The problem.
Format the lines of the items below as a numbered list, skipping any blank lines and covering every item. Omit the pictures from your answer.

Items from a data source
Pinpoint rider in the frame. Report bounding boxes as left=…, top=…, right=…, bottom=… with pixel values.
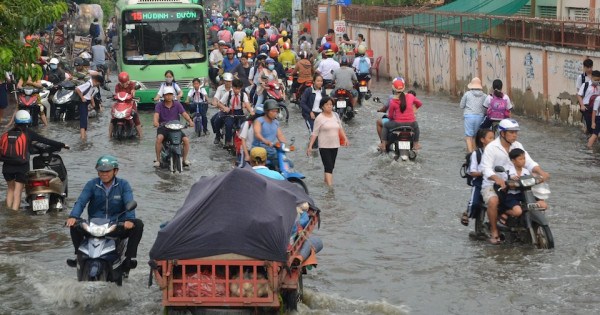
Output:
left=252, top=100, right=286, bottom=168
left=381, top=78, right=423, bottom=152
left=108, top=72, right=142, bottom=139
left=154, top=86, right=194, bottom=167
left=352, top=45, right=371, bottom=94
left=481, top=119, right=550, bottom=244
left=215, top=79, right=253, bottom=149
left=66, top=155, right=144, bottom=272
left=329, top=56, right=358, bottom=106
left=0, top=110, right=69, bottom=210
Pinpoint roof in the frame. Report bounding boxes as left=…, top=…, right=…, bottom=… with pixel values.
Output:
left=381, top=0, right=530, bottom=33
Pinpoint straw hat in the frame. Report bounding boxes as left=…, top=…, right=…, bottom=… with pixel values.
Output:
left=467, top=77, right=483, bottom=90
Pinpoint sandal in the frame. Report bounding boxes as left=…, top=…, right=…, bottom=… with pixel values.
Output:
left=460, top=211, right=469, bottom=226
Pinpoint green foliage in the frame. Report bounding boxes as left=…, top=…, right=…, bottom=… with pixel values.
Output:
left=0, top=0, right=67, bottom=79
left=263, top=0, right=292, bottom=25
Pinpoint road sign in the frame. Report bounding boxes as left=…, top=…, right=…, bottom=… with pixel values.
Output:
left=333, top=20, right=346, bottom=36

Reply to the exercise.
1. Pinpoint rider in the frame. Report bounding boxes as left=…, top=…, right=…, bottom=… with pixel values.
2. Output:
3. left=252, top=100, right=286, bottom=168
4. left=381, top=78, right=423, bottom=152
5. left=108, top=72, right=142, bottom=139
6. left=154, top=86, right=194, bottom=167
7. left=352, top=45, right=371, bottom=94
8. left=481, top=119, right=550, bottom=244
9. left=215, top=79, right=253, bottom=149
10. left=66, top=155, right=144, bottom=272
11. left=329, top=56, right=358, bottom=106
12. left=0, top=110, right=69, bottom=210
13. Pinpoint roof in the frame. Report bounding boxes as left=…, top=…, right=…, bottom=… with pixel values.
14. Output:
15. left=381, top=0, right=530, bottom=33
16. Pinpoint straw hat in the frame. Report bounding boxes as left=…, top=…, right=…, bottom=… with pixel values.
17. Output:
18. left=467, top=77, right=483, bottom=90
19. Pinpoint sandal in the frame. Report bounding boxes as left=…, top=…, right=…, bottom=… with pixel values.
20. Output:
21. left=460, top=211, right=469, bottom=226
22. Pinpoint green foliage in the frame. Report bounding boxes as left=…, top=…, right=…, bottom=… with pixel values.
23. Output:
24. left=0, top=0, right=67, bottom=79
25. left=263, top=0, right=292, bottom=25
26. Pinpoint road sign in the frame. Report bounding boxes as left=…, top=…, right=…, bottom=… with pixel values.
27. Output:
28. left=333, top=20, right=346, bottom=36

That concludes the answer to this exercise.